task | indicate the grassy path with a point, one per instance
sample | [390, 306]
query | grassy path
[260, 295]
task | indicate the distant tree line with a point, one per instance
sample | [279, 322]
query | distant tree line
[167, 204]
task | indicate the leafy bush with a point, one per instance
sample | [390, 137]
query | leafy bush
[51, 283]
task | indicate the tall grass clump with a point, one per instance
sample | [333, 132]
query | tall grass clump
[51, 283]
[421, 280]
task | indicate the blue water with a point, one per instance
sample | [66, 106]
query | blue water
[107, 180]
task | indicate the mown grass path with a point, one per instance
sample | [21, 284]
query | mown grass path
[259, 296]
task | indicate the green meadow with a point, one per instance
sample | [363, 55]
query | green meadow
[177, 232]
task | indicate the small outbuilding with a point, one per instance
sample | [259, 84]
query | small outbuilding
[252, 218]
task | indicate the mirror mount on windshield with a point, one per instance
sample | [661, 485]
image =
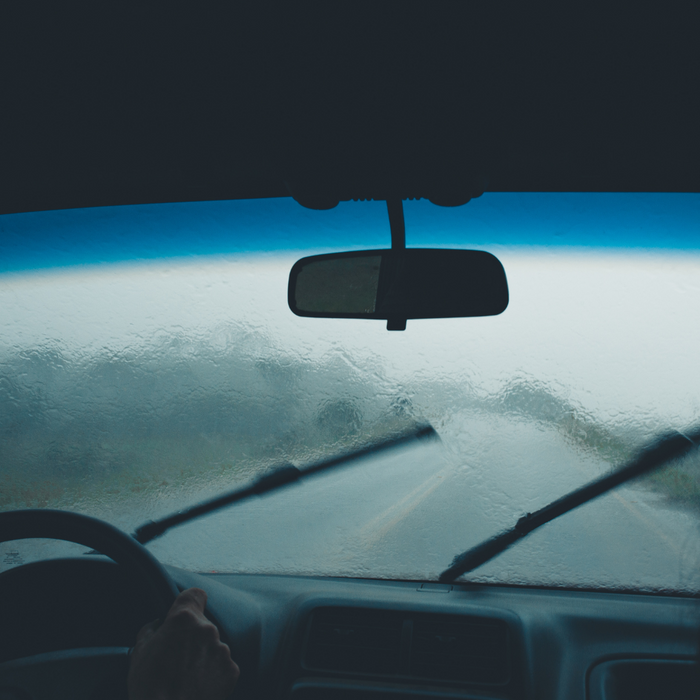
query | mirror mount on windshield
[398, 243]
[399, 283]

= WHAT YOU SHOULD DO =
Copy the rows above word for word, starting at the line that contains "task | indicate the tall" and ending at the last row, with both ends included. Leave the pictures out.

= THE ANSWER =
task | indicate the tall grass clump with a point, one per instance
sample | [333, 132]
query | tall grass clump
[51, 283]
[421, 280]
task | indicate the blue water with a point, one per instance
sample | [66, 106]
query | blue water
[107, 180]
task | indicate the mown grass path with a point, one per instance
sample | [21, 284]
query | mown grass path
[259, 296]
task | indicate the green meadow with a point, one per instance
sample | [363, 55]
query | green meadow
[177, 232]
task | indicate the small outbuilding with a point, one per instance
sample | [259, 84]
query | small outbuilding
[252, 218]
task | indicate the mirror mount on windshield with a point, one per instance
sample | [661, 485]
image =
query | mirror mount on windshield
[398, 243]
[399, 283]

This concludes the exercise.